• Passage provided:
#####

- Genre: Romance Drama
- Based on: Play by Chandrashekhar Phansalkar
- Written by: Parag Kulkarni Swami Bal
- Directed by: Umesh Namjoshi Bharat Gaikwad
- Starring: See below
- Music by: Nilesh Moharir
- No. of episodes: 80

Production
- Producer: Vidyadhar Pathare
- Editor: Bhakti Mayaloo
- Camera setup: Multi-camera
- Running time: 20 minutes
- Production company: Iris Productions

Original release
- Network: Star Pravah
- Release: 22 April – 1 August 2019

= Jeevlaga =

Marathi-language romantic drama TV series

Jeevlaga is an Indian Marathi language romantic drama television series that aired on Star Pravah from 22 April 2019 to 1 August 2019. The show starred Swapnil Joshi, Amruta Khanvilkar, Siddharth Chandekar and Madhura Deshpande and was produced by Vidyadhar Pathare under Iris Productions.

The story explores the complexities of love, trust and relationships through the lives of two married couples whose past and present intertwine in unexpected ways. During the COVID-19 pandemic in India, the show was re-telecast from 2 May 2021.

#####

• Problem A: List every actor the Jeevlaga article names as starring in the show.
• Problem B: According to the Jeevlaga article, how many episodes did the series have?
• Problem C: Resume the Jeevlaga article after its last sentence.

• Information supplied:
#####

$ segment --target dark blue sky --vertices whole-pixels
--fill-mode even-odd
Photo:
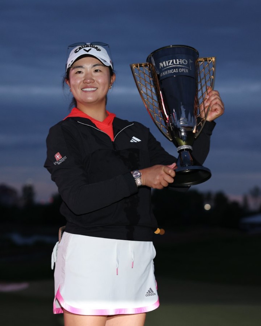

#####

• Exercise output A:
Swapnil Joshi
Amruta Khanvilkar
Siddharth Chandekar
Madhura Deshpande

• Exercise output B: 80

• Exercise output C:
== Cast ==
=== Main ===
- Swapnil Joshi as Vishwas
- Amruta Khanvilkar as Kavya
- Siddharth Chandekar as Nikhil
- Madhura Deshpande as Vidhi

=== Recurring ===
- Uday Tikekar as Vinod
- Sneha Raikar as Kavya's mother
- Seema Deshmukh as Mai, Vidhi's mother
- Rajan Bhise as Abba, Nikhil's father
- Seema Chandekar as Nikhil's mother
- Kiran Bhalerao as Shrinivas

== Production ==
The show was announced in March 2019, featuring the four main cast. It was originally set to premiere on 8 April 2019, but was postponed to 22 April. It was one of the most anticipated shows of the time due to its cast and crew, as Swapnil Joshi and Satish Rajwade, the creative head of the channel, were collaborating after the success of the Mumbai-Pune-Mumbai franchise. Additionally, the show marked Amruta Khanvilkar's debut in a fictional television series. Jeevlaga also featured Siddharth Chandekar alongside his real-life mother, Seema Chandekar, playing the same role. The overall costume department was handled by Sampada Mahadik, while Khanvilkar's costumes were designed by Neha Chaudhari.

=== Music ===
The title track of Jeevlaga was written and composed by Shripad Arun Joshi and sung by Vaishali Samant, Swapnil Bandodkar, Aarya Ambekar and Hrishikesh Ranade. Nilesh Moharir composed the original songs and background score for the show.